**Try it**
When you reach the records below, repeat each one exactly as written.

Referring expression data
■ ■ ■
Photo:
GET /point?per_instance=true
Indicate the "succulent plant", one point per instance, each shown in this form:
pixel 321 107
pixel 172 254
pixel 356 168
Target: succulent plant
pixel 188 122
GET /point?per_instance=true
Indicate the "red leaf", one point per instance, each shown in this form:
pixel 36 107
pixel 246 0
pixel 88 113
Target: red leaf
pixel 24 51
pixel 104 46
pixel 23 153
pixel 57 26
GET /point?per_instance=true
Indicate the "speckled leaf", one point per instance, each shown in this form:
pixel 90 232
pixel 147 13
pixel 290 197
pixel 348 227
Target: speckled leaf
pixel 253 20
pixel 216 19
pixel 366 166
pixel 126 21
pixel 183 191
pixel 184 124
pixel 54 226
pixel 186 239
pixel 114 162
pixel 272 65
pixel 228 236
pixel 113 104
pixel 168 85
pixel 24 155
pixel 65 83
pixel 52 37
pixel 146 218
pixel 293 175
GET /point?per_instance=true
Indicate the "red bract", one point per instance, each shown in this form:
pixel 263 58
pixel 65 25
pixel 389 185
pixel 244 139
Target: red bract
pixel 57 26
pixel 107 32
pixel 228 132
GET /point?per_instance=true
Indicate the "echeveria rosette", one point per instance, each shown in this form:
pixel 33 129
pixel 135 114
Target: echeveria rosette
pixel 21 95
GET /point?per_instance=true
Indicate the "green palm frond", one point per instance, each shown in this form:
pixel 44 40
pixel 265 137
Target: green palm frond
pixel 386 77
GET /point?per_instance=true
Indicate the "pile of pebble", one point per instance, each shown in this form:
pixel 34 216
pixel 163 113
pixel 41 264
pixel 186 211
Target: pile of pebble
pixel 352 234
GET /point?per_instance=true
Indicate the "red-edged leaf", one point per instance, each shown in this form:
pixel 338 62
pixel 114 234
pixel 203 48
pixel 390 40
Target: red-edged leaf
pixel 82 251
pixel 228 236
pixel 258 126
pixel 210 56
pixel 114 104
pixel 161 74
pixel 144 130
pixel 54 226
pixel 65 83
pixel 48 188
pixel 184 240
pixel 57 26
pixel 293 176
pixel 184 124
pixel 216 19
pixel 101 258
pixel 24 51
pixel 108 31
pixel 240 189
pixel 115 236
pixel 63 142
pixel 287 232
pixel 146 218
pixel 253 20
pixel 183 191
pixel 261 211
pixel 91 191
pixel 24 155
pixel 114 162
■ ■ ■
**Response box**
Photo:
GET /point?per_instance=true
Indicate the "succulent plant", one point per instance, each shown in this form:
pixel 321 107
pixel 172 254
pixel 356 168
Target: succulent plant
pixel 188 122
GET /point?per_instance=true
Indicate the "red leaf", one point per instance, each shown in this form:
pixel 36 107
pixel 246 0
pixel 88 113
Target: red leaf
pixel 24 51
pixel 104 46
pixel 23 153
pixel 57 26
GET /point?per_instance=true
Indicate the "speckled leaf", one point per instance, each shown in this form:
pixel 90 232
pixel 147 13
pixel 290 197
pixel 348 227
Target: speckled leaf
pixel 253 20
pixel 216 19
pixel 366 166
pixel 126 21
pixel 183 191
pixel 184 124
pixel 54 226
pixel 186 239
pixel 114 162
pixel 272 65
pixel 228 236
pixel 113 104
pixel 168 85
pixel 24 155
pixel 65 83
pixel 52 37
pixel 146 218
pixel 293 175
GET /point?per_instance=true
Indicate the "red bract", one point per instance, each shown in this form:
pixel 263 58
pixel 65 25
pixel 389 185
pixel 244 139
Target: red bract
pixel 57 26
pixel 107 32
pixel 228 132
GET /point?per_instance=true
Indicate the "echeveria rosette", one point per instance, each shown in this form:
pixel 33 129
pixel 135 114
Target: echeveria rosette
pixel 21 95
GET /point?per_instance=true
Indicate the "green palm frond", one point per instance, each shown in this form:
pixel 44 40
pixel 265 137
Target: green palm frond
pixel 386 77
GET /point?per_instance=true
Indicate the "pile of pebble", one point per instance, each shown in this form:
pixel 34 216
pixel 163 113
pixel 41 264
pixel 186 211
Target: pile of pebble
pixel 352 234
GET /point?per_instance=true
Indicate the "red-edged leaf", one point per instance, each shown in this form:
pixel 338 62
pixel 114 234
pixel 203 48
pixel 390 40
Target: red-edged leaf
pixel 82 251
pixel 228 236
pixel 258 126
pixel 210 56
pixel 114 104
pixel 161 74
pixel 144 130
pixel 54 226
pixel 65 83
pixel 48 188
pixel 184 240
pixel 57 26
pixel 293 176
pixel 184 124
pixel 216 19
pixel 101 258
pixel 24 51
pixel 108 31
pixel 240 189
pixel 115 236
pixel 63 142
pixel 287 232
pixel 146 218
pixel 253 20
pixel 183 191
pixel 261 211
pixel 91 191
pixel 24 155
pixel 114 162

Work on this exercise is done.